### TASK OBJECTIVE
Please copy every line of the data in which the string "forearm" appears.

### PROVIDED MATERIAL
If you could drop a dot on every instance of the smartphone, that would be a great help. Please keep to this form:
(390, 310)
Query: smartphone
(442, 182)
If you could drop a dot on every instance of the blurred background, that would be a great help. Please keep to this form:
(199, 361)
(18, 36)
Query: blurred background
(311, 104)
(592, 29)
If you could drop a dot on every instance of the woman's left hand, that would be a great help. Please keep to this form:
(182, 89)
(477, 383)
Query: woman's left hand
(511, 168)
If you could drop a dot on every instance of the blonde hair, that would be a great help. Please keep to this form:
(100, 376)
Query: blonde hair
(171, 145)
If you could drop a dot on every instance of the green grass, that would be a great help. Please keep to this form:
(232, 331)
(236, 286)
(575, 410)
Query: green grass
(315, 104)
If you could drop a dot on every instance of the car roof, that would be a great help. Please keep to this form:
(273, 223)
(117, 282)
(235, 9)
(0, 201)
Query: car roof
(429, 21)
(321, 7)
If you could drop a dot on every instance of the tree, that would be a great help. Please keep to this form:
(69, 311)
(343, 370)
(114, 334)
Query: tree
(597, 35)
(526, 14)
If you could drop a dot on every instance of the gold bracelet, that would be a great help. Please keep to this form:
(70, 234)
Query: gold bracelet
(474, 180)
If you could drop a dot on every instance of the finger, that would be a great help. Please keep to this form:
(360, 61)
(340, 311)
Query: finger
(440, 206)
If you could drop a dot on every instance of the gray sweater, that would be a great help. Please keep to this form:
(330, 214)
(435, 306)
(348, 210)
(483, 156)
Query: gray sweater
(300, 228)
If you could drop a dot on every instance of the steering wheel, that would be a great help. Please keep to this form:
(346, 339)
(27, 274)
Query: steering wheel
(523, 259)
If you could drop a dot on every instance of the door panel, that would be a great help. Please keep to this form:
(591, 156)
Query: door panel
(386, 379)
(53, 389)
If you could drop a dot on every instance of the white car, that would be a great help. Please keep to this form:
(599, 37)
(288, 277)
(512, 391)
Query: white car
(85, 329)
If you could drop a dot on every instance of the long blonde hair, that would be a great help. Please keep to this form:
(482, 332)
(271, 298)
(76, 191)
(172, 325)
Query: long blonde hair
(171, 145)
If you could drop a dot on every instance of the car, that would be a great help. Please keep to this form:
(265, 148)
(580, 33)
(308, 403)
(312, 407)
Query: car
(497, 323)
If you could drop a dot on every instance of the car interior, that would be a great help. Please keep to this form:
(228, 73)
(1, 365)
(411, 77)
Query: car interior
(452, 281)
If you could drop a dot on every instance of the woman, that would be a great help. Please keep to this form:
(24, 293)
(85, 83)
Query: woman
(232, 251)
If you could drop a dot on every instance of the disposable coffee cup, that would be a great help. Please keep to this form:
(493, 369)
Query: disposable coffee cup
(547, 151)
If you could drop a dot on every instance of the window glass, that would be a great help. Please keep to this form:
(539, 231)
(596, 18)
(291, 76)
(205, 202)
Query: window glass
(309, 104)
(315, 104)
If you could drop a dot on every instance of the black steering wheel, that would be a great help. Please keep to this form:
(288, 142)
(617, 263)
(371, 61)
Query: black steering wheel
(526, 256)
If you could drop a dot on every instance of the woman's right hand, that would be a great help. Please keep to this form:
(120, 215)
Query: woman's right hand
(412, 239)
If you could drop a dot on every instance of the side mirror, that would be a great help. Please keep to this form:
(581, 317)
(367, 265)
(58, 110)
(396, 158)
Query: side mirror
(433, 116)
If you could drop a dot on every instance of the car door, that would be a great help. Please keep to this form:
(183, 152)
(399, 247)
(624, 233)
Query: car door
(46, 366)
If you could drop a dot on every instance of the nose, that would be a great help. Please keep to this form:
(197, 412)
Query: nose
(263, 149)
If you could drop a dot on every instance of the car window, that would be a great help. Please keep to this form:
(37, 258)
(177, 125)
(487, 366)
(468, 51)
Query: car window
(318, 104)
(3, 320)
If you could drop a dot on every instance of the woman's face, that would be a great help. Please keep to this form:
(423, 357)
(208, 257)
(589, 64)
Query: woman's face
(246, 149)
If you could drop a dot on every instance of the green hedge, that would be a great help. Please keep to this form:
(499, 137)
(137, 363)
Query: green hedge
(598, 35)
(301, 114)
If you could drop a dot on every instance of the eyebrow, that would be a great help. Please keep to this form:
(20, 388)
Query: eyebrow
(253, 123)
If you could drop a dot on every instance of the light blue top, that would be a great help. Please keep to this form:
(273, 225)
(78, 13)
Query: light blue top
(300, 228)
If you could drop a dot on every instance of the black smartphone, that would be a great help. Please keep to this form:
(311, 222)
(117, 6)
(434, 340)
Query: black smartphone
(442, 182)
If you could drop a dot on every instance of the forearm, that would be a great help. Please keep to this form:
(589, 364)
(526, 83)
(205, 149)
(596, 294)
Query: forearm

### ANSWER SECTION
If you could drop a dot on every instance of the forearm, that would be a great help. Please keep to this form:
Query: forearm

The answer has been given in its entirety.